* [Text block]:
When Jesus goes on to say, “Blessed are those who mourn, for they will be comforted,” we must ask: Who mourns? In the Israel of Jesus’ time, mourning was endemic. Israel was a conquered nation, occupied and oppressed by a foreign power, with corrupt and accommodating political and religious leaders. It was a situation of hardship, suffering and sacrifice for the vast majority of the population. So much had been lost—lives of loved ones, lands, livelihoods. The very people coming to Jesus represent that brokenness, the cause of mourning, and their hunger for restoration and comfort. We think of those who mourn today: American parents and spouses of soldiers dead or broken in Iraq; Iraqi fathers and mothers mourning their dead children; victims of war, homelessness, poverty, treatable diseases the world over—all mourning. In a situation of widespread grief, Jesus promises comfort, not more pain, division, war, or suffering.
“Blessed are the meek, for they will inherit the land.” Meek is such a funny word for us, not one we use much. Together at the study last Tuesday, we offered up other words for meek: the humble, but also the humiliated; the quiet, or passive, the weak, the reserved. And what does the promise of land mean, especially in Jesus’ time? Land meant everything. It was the basis of wealth, status and one’s stability. In Israelite religion, the promise of land was preeminent. The history of Israel is the history of having the land, falling away from God and thereby losing the land, being sent into exile, and then being forgiven and returned, restored to the land. Now they were living in exile in their own land, occupied by Rome, the land turned over to the needs and desires of the Romans and their Hebrew collaborators. For farmers, it meant working land that most often did not belong to them, land owned by absentee landowners, who nevertheless reaped the profit of the laborers’ work and the land they worked and cared for. In a time of economic hardship especially, people were losing their land as their debts mounted and corruption ran rampant. So the promise of land for the meek, the humble and humiliated, was another reversal of the way things were. It was a turning upside down of how things were currently arranged: the strong took the land from those they humiliated, those too quiet and weak to resist.
Next Jesus proclaims that “Blessed are they who hunger and thirst for righteousness, for they will be satisfied.” We pondered together what it is that people typically hunger and thirst for. Hunger and thirst are basic to being human. But we often go way beyond our basic needs. In our culture, we are taught, encouraged and rewarded for hungering and thirsting after power, status, prestige, money, success, etc. These hunger and thirsts are bred in us from the time we are born. And yet we find that these hungers and thirsts are never satisfied. There is no amount of money that is enough; no amount of power that is enough, no amount of status that satisfies us. None of these satisfies. But the promise that those who hunger and thirst for righteousness, or as other translations have it, justice—this hunger and thirst Jesus promises can be satisfied. What should we hunger and thirst for?

* [Work to complete]:
Answer these questions using the text on the Beatitudes.
1. On what day did the study group offer up other words for "meek"?
2. According to the text, what was land the basis of in Jesus' time?
3. What word do other translations use in place of "righteousness"?

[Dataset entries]
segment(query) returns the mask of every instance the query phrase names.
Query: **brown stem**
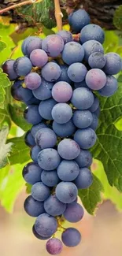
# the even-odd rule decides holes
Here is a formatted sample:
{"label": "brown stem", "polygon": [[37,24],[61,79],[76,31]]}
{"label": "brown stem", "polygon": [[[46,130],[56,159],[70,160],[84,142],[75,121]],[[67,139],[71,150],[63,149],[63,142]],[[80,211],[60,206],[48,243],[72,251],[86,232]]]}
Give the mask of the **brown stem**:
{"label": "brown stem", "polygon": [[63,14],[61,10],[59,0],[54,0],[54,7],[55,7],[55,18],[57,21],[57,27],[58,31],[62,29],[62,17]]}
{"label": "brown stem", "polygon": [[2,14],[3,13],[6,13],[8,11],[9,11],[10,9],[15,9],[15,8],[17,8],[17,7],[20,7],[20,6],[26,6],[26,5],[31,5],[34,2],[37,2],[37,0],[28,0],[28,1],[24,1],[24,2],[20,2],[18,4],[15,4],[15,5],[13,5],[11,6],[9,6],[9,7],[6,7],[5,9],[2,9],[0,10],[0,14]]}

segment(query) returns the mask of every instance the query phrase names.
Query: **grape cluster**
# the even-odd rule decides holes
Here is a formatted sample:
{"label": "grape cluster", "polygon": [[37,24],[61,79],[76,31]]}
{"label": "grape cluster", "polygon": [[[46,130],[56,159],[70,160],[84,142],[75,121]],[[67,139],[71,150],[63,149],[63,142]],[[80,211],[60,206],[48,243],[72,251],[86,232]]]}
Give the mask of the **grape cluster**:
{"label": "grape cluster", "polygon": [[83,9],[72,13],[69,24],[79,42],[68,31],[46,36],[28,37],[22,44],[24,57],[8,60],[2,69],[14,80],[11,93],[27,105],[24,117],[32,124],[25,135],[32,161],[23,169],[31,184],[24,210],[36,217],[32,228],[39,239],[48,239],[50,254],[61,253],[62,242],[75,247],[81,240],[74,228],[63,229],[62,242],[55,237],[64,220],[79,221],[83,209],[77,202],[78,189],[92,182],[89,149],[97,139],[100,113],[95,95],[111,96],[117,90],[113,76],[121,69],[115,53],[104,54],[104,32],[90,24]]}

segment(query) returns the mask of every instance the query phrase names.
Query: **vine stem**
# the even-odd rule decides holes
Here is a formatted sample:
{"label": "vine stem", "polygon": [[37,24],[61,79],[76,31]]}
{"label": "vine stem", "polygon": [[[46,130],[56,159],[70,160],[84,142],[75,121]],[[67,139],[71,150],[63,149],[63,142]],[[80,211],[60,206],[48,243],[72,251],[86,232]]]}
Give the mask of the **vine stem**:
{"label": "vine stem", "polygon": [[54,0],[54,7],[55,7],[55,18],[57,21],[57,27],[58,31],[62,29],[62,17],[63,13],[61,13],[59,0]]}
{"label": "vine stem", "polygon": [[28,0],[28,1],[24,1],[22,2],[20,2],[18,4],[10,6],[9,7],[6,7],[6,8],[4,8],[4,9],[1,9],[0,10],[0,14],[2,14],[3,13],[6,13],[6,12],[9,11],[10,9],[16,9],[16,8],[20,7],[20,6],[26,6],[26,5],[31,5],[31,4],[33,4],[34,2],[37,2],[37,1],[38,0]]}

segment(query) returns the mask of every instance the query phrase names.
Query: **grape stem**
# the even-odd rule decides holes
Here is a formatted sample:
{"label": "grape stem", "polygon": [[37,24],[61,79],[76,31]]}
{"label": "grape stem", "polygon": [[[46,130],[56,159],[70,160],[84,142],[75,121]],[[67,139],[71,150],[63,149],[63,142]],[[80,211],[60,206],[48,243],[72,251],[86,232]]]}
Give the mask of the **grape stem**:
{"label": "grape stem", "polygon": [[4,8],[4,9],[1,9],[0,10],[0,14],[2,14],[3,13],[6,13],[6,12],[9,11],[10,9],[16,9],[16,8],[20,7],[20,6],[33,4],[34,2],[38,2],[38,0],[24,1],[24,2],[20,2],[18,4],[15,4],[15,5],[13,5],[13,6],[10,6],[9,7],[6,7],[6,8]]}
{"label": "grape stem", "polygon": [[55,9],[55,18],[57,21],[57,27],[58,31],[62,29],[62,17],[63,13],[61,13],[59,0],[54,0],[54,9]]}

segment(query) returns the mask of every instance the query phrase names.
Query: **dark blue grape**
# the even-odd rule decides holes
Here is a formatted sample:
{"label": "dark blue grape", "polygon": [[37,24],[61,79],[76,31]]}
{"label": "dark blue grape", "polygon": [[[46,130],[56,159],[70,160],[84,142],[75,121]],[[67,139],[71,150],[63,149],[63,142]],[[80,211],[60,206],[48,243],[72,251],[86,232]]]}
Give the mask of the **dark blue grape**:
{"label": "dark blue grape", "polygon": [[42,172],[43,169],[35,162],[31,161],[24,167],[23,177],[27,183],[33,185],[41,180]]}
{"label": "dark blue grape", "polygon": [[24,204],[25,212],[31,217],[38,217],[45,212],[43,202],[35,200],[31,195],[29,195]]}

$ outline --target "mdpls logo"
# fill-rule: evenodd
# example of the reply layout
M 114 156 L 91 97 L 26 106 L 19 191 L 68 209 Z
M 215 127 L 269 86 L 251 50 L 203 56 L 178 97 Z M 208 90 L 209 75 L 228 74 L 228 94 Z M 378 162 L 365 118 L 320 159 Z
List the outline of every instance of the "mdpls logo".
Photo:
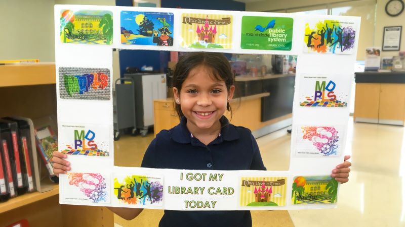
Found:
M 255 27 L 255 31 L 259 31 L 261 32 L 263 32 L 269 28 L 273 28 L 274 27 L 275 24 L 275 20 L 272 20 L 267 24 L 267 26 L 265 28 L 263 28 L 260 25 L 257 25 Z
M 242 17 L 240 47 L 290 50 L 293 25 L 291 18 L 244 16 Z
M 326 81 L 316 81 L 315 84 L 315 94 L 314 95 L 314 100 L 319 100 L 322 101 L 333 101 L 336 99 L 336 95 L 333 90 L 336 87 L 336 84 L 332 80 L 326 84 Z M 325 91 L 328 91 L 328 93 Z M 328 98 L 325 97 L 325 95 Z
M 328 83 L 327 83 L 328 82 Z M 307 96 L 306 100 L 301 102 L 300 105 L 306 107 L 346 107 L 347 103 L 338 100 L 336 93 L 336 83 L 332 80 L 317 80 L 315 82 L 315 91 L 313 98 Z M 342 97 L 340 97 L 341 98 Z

* [Answer for the task]:
1. Last Tuesday.
2. Wealth, status and one's stability.
3. Justice.